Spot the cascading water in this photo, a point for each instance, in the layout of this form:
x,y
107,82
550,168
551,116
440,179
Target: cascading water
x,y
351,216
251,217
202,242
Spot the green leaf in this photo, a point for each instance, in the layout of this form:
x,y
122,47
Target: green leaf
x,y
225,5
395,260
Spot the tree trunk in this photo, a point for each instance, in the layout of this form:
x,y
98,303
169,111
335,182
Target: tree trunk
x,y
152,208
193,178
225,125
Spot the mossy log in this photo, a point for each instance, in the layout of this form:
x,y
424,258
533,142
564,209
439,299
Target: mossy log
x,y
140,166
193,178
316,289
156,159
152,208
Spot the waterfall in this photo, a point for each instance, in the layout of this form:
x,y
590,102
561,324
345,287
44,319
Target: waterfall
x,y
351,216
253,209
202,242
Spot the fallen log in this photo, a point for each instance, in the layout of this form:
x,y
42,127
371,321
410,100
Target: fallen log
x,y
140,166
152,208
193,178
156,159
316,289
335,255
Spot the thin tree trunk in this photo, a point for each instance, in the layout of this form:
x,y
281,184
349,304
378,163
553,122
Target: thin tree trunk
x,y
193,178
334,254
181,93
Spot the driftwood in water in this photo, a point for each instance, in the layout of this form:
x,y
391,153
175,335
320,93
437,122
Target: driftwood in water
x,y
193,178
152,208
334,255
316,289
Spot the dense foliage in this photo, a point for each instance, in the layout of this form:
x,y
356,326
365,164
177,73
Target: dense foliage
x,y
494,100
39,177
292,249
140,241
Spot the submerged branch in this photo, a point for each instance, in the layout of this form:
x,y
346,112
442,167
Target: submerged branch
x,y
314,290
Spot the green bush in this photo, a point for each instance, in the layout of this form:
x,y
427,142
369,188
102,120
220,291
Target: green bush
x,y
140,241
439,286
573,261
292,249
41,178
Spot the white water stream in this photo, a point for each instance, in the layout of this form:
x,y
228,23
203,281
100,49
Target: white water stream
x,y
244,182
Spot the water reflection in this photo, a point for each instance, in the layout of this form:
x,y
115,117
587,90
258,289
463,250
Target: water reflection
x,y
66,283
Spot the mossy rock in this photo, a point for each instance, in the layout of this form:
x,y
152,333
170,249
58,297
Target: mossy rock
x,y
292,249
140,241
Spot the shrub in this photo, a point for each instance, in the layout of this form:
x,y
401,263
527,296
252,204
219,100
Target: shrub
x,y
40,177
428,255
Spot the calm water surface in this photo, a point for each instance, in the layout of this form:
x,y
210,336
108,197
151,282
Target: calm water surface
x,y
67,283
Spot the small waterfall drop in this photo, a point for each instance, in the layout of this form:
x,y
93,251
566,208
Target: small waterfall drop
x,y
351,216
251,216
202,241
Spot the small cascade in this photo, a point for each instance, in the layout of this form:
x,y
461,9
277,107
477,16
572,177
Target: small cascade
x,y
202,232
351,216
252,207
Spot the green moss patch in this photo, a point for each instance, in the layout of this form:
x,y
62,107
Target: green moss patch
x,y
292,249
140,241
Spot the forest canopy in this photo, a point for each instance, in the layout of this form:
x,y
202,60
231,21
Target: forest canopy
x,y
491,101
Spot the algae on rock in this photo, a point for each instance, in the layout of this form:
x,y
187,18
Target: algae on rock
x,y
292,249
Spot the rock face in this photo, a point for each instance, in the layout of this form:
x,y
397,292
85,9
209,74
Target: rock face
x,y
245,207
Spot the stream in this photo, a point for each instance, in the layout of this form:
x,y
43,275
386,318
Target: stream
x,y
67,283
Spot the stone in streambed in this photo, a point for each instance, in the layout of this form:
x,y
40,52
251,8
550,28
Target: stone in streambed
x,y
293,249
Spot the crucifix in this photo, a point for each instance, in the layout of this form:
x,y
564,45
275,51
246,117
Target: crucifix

• **What you should do**: The entries above must be repeated word for word.

• **Solution to the exercise**:
Spot the cascading water in this photo, a point for each instance, in the layout of this form:
x,y
107,82
550,168
551,116
440,179
Target: cascading water
x,y
351,216
251,217
202,242
Spot the green leaf in this photo, a point for each instance, in the layout of this form:
x,y
122,47
Target: green leaf
x,y
225,5
395,260
Spot the tree trunk in this photo, a point for each instance, in the layout of this form:
x,y
98,303
169,111
335,182
Target: tree trunk
x,y
152,208
193,178
225,125
Spot the mossy log in this photo, a point for each instance, in the layout of this form:
x,y
424,258
533,142
564,209
439,299
Target: mossy log
x,y
140,166
193,178
316,289
156,159
152,208
Spot the waterfall in this photo, a point for each instance, in the layout of this form:
x,y
590,102
561,324
345,287
44,319
Target: waterfall
x,y
351,216
253,209
202,242
Spot the fallen log in this photo, a point for each instance, in the layout of this form:
x,y
42,127
371,321
410,100
Target: fallen log
x,y
140,166
152,208
193,178
156,159
316,289
335,255
Spot the thin tree trunk in this photo, a point for each instance, in the layout of this form:
x,y
281,184
349,304
378,163
553,122
Target: thin tree trunk
x,y
193,178
334,254
181,93
Spot the driftwood in water in this photo, a point for each instance, in the layout of this form:
x,y
391,153
175,335
320,93
437,122
Target: driftwood in water
x,y
193,178
152,208
334,255
316,289
Spot the dense foliage in this photo, a point for each instance, in the layout of this form:
x,y
356,326
365,164
177,73
Target: dense foliage
x,y
494,100
39,177
292,249
140,241
Spot the submerged branch in this photo, a point for each instance, in the layout of this form:
x,y
346,112
442,167
Target: submerged branch
x,y
314,290
Spot the green bush in this photo, a point for each instance, in the layout of this form:
x,y
427,142
369,188
102,120
220,291
Target: green bush
x,y
140,241
439,286
573,261
292,249
41,178
Spot the white water stream in this photo, a point for each instance, in the layout of this form:
x,y
228,23
203,281
100,49
Target: white water stream
x,y
244,182
Spot the water reflection in this photo, a point for each instance, in the layout of this form:
x,y
115,117
587,90
258,289
463,250
Target: water reflection
x,y
66,283
Spot the mossy rock in this photo, a point for each instance, in the layout of this form:
x,y
152,333
170,249
58,297
Target: mossy rock
x,y
292,249
140,241
Spot the shrub in this photo, a point for each instance, in the layout of this form:
x,y
401,263
527,296
252,204
219,100
Target: shrub
x,y
40,177
428,255
Spot the calm water surface in this photo, a point for each instance, in the layout of this form:
x,y
210,336
108,197
151,282
Target: calm water surface
x,y
67,283
Spot the small waterfall drop in this photo, a point for each instance, in the layout of this form:
x,y
93,251
566,208
Target: small waterfall drop
x,y
351,216
251,216
202,241
Spot the small cascade in this photo, a point for each instance, in the layout of this form:
x,y
461,9
277,107
477,16
572,177
Target: small cascade
x,y
202,232
351,216
252,207
Spot the green moss patch in this photo, a point for each instance, in the layout of this form:
x,y
62,107
Target: green moss patch
x,y
292,249
140,241
Spot the forest canopy in this photo, a point for each instance, in the layout of this form:
x,y
202,60
231,21
Target: forest canopy
x,y
491,101
Spot the algae on rock in this photo, a point for each instance, in the layout of this form:
x,y
187,18
Target: algae on rock
x,y
292,249
Spot the rock face in this photo, a point for each instance, in the layout of this form:
x,y
397,292
85,9
209,74
Target: rock face
x,y
245,207
Spot the stream in this photo, a point for each instance, in the layout of this form:
x,y
43,275
386,318
Target: stream
x,y
67,283
Spot the stone in streambed in this photo, a point for each instance, in the layout of this form:
x,y
40,52
251,8
550,28
Target: stone in streambed
x,y
293,249
Spot the crucifix in this photo, a point for each instance, in the layout of this form:
x,y
564,45
275,51
246,117
Target: crucifix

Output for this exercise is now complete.